AIM OF THE TASK = Beginning at the line with "laptop key in", output each line to the end of the listing below exactly, please.

PROVIDED INFORMATION =
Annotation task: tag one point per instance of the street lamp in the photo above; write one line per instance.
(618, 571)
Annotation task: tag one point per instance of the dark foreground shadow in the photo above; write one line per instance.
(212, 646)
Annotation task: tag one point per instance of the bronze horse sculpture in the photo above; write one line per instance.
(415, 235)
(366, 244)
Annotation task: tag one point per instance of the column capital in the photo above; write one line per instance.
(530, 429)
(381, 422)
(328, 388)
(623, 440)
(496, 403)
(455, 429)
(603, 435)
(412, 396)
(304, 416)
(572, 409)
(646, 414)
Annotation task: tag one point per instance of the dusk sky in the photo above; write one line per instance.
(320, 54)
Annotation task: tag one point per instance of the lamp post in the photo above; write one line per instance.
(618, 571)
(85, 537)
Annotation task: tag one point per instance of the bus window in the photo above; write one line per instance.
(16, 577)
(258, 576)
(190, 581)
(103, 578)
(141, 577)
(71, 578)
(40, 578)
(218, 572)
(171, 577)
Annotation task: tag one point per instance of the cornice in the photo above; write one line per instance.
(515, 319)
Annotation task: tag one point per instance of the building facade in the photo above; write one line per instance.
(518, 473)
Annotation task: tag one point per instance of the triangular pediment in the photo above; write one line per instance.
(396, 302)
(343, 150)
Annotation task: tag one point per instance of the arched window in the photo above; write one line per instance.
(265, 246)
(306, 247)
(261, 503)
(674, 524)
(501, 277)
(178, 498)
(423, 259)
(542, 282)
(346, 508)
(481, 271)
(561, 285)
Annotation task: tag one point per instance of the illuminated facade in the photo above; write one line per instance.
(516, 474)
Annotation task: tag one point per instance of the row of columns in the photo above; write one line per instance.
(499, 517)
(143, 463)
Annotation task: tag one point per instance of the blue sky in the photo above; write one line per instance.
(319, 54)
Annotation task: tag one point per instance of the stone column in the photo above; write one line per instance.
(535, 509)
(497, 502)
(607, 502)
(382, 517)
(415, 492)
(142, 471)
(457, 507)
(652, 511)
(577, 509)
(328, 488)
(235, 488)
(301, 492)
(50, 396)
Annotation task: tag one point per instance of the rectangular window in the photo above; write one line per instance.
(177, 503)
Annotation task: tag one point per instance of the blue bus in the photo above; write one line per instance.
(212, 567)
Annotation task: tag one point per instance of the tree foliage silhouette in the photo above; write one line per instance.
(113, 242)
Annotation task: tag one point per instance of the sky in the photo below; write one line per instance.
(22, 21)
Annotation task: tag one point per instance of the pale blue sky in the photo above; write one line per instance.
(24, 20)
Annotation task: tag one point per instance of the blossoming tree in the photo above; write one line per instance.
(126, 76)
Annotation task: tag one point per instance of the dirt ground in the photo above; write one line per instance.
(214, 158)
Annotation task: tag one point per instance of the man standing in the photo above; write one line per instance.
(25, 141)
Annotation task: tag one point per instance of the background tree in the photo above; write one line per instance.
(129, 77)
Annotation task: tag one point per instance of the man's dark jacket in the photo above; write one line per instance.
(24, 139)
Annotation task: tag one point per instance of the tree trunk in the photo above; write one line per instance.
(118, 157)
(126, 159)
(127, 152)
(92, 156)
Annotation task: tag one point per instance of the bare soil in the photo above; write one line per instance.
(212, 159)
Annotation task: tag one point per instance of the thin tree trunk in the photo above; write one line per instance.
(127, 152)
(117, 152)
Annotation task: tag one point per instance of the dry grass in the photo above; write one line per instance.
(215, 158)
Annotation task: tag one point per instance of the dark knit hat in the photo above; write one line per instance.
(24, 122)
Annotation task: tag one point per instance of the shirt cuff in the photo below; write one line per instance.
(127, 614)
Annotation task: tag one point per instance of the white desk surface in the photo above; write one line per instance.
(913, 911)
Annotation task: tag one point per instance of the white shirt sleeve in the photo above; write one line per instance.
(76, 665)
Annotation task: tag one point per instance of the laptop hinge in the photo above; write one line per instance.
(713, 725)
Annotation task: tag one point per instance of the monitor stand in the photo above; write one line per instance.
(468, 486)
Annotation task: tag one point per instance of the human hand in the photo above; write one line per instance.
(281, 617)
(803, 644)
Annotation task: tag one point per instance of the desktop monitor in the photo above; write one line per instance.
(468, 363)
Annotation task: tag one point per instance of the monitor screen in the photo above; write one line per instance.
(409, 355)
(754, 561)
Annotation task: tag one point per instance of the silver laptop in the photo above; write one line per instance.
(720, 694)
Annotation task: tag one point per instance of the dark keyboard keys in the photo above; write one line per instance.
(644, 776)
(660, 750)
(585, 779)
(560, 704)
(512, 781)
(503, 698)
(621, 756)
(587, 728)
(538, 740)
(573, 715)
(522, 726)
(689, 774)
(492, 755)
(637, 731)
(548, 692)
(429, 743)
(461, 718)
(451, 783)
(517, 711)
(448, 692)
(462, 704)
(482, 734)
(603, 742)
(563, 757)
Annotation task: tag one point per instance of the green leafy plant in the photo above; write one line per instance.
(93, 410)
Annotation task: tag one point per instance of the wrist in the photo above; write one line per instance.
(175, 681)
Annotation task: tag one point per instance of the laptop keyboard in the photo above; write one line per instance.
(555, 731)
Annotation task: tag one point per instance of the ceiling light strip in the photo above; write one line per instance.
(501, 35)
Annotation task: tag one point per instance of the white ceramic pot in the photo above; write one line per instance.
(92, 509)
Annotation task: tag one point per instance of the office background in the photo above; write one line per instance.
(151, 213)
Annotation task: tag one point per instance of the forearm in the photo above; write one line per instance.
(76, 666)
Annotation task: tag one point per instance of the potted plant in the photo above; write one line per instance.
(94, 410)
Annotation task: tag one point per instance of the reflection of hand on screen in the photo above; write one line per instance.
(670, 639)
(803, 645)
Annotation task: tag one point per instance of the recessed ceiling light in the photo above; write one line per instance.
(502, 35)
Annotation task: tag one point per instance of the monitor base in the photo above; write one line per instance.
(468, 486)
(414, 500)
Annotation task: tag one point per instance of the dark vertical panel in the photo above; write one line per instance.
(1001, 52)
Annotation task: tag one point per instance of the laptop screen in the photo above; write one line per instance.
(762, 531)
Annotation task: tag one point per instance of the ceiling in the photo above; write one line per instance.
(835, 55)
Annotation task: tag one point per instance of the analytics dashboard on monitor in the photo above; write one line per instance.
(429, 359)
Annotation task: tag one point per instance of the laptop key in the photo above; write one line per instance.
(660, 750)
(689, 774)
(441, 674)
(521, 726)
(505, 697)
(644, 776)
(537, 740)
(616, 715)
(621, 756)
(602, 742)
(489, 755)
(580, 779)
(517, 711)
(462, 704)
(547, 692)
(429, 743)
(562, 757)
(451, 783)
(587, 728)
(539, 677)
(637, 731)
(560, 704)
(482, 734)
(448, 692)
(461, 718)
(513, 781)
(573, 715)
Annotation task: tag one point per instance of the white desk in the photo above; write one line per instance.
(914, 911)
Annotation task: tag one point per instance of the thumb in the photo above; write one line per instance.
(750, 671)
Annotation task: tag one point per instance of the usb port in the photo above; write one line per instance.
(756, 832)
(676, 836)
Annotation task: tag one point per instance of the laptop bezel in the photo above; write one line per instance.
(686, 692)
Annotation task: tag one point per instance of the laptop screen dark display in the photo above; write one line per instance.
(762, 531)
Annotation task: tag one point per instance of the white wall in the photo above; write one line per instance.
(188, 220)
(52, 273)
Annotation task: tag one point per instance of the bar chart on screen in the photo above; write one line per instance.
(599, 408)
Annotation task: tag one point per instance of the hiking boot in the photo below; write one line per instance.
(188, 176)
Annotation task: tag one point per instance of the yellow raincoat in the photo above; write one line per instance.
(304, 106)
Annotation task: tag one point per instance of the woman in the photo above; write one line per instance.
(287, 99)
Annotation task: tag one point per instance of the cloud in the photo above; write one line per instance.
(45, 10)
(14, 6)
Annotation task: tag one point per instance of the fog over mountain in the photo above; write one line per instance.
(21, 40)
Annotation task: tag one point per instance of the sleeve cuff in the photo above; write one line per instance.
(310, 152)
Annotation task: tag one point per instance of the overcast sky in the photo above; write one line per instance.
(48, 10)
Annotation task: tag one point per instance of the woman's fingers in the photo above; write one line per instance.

ANSWER IN FULL =
Annotation task: tag one point per instance of the laptop key in the photo above; write one line per instance.
(660, 750)
(689, 774)
(441, 674)
(521, 726)
(505, 697)
(644, 776)
(537, 740)
(616, 715)
(621, 756)
(602, 742)
(489, 755)
(580, 779)
(517, 711)
(462, 704)
(547, 692)
(429, 743)
(562, 757)
(451, 783)
(587, 728)
(539, 677)
(637, 731)
(560, 704)
(482, 734)
(448, 692)
(461, 718)
(513, 781)
(573, 715)
Annotation task: tag one point per instance of the white desk in the photo above; write one line per instance.
(914, 911)
Annotation task: tag one point per instance of the thumb in the photo above; write one line per instance.
(750, 671)
Annotation task: tag one point per instance of the usb port in the photo above; write one line per instance.
(756, 832)
(676, 836)
Annotation task: tag one point per instance of the laptop bezel in the photo above; write one line per instance.
(686, 692)
Annotation task: tag one point per instance of the laptop screen dark display in the photo above; write one line per instance.
(762, 531)
Annotation task: tag one point per instance of the white wall in the photo above; write one line per instance.
(188, 220)
(52, 273)
Annotation task: tag one point per instance of the bar chart on screen in the photo above; write one line per instance.
(599, 408)
Annotation task: tag one point per instance of the hiking boot in the photo below; write one line per instance.
(188, 176)
Annotation task: tag one point per instance of the yellow raincoat in the photo above; write one line per instance.
(304, 106)
Annotation task: tag one point per instance of the woman in the photo above; write one line per instance.
(287, 99)
Annotation task: tag one point per instance of the cloud in the photo above; write one line per instance.
(45, 10)
(14, 6)
Annotation task: tag one point per instance of the fog over mountain in the photo above; write one line per instance.
(21, 40)
Annotation task: tag one point per instance of the sleeve cuff in the photo above; write one line per instance.
(310, 152)
Annotation task: tag one point per instance of the overcast sky in the photo above; write one line per instance.
(48, 10)
Annotation task: tag one point per instance of the woman's fingers in the photo above; write one line per instance.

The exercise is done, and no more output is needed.